__WRITTEN PROBLEM__.
Without the pictures, give the entries below again exactly as written.

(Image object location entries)
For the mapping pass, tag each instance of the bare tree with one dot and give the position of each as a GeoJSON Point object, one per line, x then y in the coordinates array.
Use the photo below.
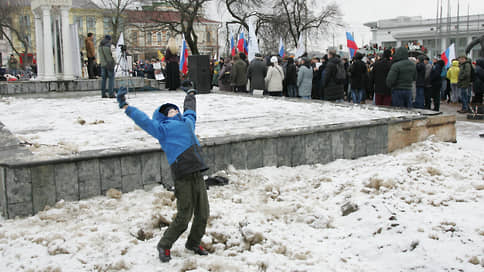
{"type": "Point", "coordinates": [115, 9]}
{"type": "Point", "coordinates": [11, 10]}
{"type": "Point", "coordinates": [299, 16]}
{"type": "Point", "coordinates": [189, 13]}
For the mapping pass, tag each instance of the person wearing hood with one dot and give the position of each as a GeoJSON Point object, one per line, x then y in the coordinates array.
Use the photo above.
{"type": "Point", "coordinates": [256, 73]}
{"type": "Point", "coordinates": [453, 76]}
{"type": "Point", "coordinates": [358, 78]}
{"type": "Point", "coordinates": [383, 94]}
{"type": "Point", "coordinates": [401, 77]}
{"type": "Point", "coordinates": [436, 81]}
{"type": "Point", "coordinates": [274, 78]}
{"type": "Point", "coordinates": [176, 134]}
{"type": "Point", "coordinates": [333, 88]}
{"type": "Point", "coordinates": [420, 83]}
{"type": "Point", "coordinates": [464, 84]}
{"type": "Point", "coordinates": [479, 82]}
{"type": "Point", "coordinates": [107, 67]}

__CORRECT RESPONSE__.
For the mapping pass, tag each instance of the bare tree with one dot and give the position of each as a GeoJSON Point object, one per line, x then y in the coordinates array.
Use the photo below.
{"type": "Point", "coordinates": [115, 9]}
{"type": "Point", "coordinates": [11, 10]}
{"type": "Point", "coordinates": [299, 16]}
{"type": "Point", "coordinates": [189, 13]}
For the mapping pass, tag each instance of the person wearing hood with one dot and give the position of each as a GeoJSON Point object, one per line, x then y in the coordinates array.
Use the photo above.
{"type": "Point", "coordinates": [256, 73]}
{"type": "Point", "coordinates": [453, 76]}
{"type": "Point", "coordinates": [358, 78]}
{"type": "Point", "coordinates": [383, 94]}
{"type": "Point", "coordinates": [401, 77]}
{"type": "Point", "coordinates": [436, 81]}
{"type": "Point", "coordinates": [274, 78]}
{"type": "Point", "coordinates": [176, 134]}
{"type": "Point", "coordinates": [333, 88]}
{"type": "Point", "coordinates": [420, 83]}
{"type": "Point", "coordinates": [464, 84]}
{"type": "Point", "coordinates": [479, 82]}
{"type": "Point", "coordinates": [107, 67]}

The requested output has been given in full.